Update the listing below by swapping every occurrence of "point_to(query)" for "locate(query)" and keeping all other text as is. Leave the pictures out of the output.

_Some records_
------------
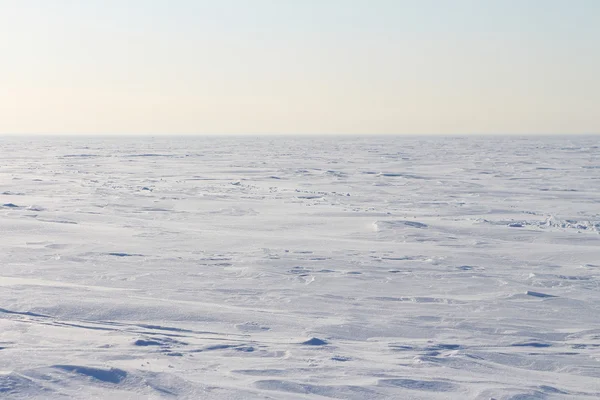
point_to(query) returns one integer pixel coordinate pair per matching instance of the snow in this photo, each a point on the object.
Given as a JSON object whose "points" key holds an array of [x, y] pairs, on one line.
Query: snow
{"points": [[300, 268]]}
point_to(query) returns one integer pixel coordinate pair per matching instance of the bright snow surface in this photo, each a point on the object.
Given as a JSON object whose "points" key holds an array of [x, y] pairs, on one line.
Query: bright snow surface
{"points": [[300, 268]]}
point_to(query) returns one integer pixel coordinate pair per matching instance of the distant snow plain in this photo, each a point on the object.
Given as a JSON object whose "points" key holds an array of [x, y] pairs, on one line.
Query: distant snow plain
{"points": [[300, 268]]}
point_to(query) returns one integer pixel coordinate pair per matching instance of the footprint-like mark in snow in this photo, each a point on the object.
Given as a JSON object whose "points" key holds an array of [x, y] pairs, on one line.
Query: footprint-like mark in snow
{"points": [[112, 375], [429, 386]]}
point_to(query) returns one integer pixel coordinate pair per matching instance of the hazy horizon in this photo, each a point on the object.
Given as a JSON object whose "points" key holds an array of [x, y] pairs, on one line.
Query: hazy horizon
{"points": [[286, 67]]}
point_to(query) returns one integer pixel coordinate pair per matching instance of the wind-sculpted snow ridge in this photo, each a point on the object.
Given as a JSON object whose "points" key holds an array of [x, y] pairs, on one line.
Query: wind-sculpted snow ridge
{"points": [[300, 268]]}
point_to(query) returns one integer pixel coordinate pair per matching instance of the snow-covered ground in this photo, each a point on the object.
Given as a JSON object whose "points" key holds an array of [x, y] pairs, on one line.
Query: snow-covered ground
{"points": [[300, 268]]}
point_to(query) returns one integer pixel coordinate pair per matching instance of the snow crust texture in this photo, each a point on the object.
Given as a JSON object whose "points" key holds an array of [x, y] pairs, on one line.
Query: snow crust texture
{"points": [[300, 268]]}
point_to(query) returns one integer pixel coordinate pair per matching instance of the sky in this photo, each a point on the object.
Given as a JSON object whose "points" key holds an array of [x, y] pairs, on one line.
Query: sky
------------
_Written reply_
locate(query) returns one integer pixel coordinate pair per matching instance of the snow in this photo, each a point on the object.
Given as a JSON object whose "points" key holds an array of [x, y] pairs, on one line.
Query: snow
{"points": [[300, 268]]}
locate(query) returns one integer pixel coordinate pair per matching instance of the bright snow surface in this photo, each a point on the object.
Given as a JSON object whose "points" key holds an array of [x, y] pairs, on one line.
Query: bright snow surface
{"points": [[300, 268]]}
locate(query) returns one integer pixel coordinate pair per matching instance of the distant snow plain in this photo, each a point on the object.
Given as a JSON object whose "points" key holds an array of [x, y] pairs, on one line.
Query: distant snow plain
{"points": [[300, 268]]}
locate(query) returns one integer pixel coordinate pair per matching instance of the footprint-like mark in snow in this photo, each a point on the object.
Given as a JSON object whose "points" key holds an array of [x, y] pairs, on one line.
Query: footprint-like mark in snow
{"points": [[112, 375], [429, 386]]}
locate(query) returns one integer pixel coordinate pair per matching instance of the hazy horizon in this photo, each a point on the object.
Given as a JSON object whose "points" key holds an array of [x, y] pairs, on one line.
Query: hazy horizon
{"points": [[286, 67]]}
locate(query) returns one integer pixel coordinate pair per matching instance of the wind-sculpted snow ridge in this photo, each a point on the object.
Given as a JSON object whose "points" key holds an array of [x, y] pairs, on one line.
Query: wind-sculpted snow ridge
{"points": [[300, 268]]}
locate(query) returns one integer pixel coordinate pair per matching instance of the snow-covered ground in this photo, each a point on the object.
Given as a JSON object whose "points" key holds an array of [x, y] pairs, on one line.
Query: snow-covered ground
{"points": [[300, 268]]}
locate(query) returns one integer pixel coordinate pair per matching instance of the snow crust texture in this photo, each a point on the object.
Given as a JSON object whose "points" key holds an array of [x, y] pairs, on one line.
Query: snow crust texture
{"points": [[300, 268]]}
locate(query) returns one integer pixel coordinate pair per matching instance of the sky in this photo, each a point on the object.
Given as a JSON object whose "points" key holds an array of [x, y] pairs, on one line.
Query: sky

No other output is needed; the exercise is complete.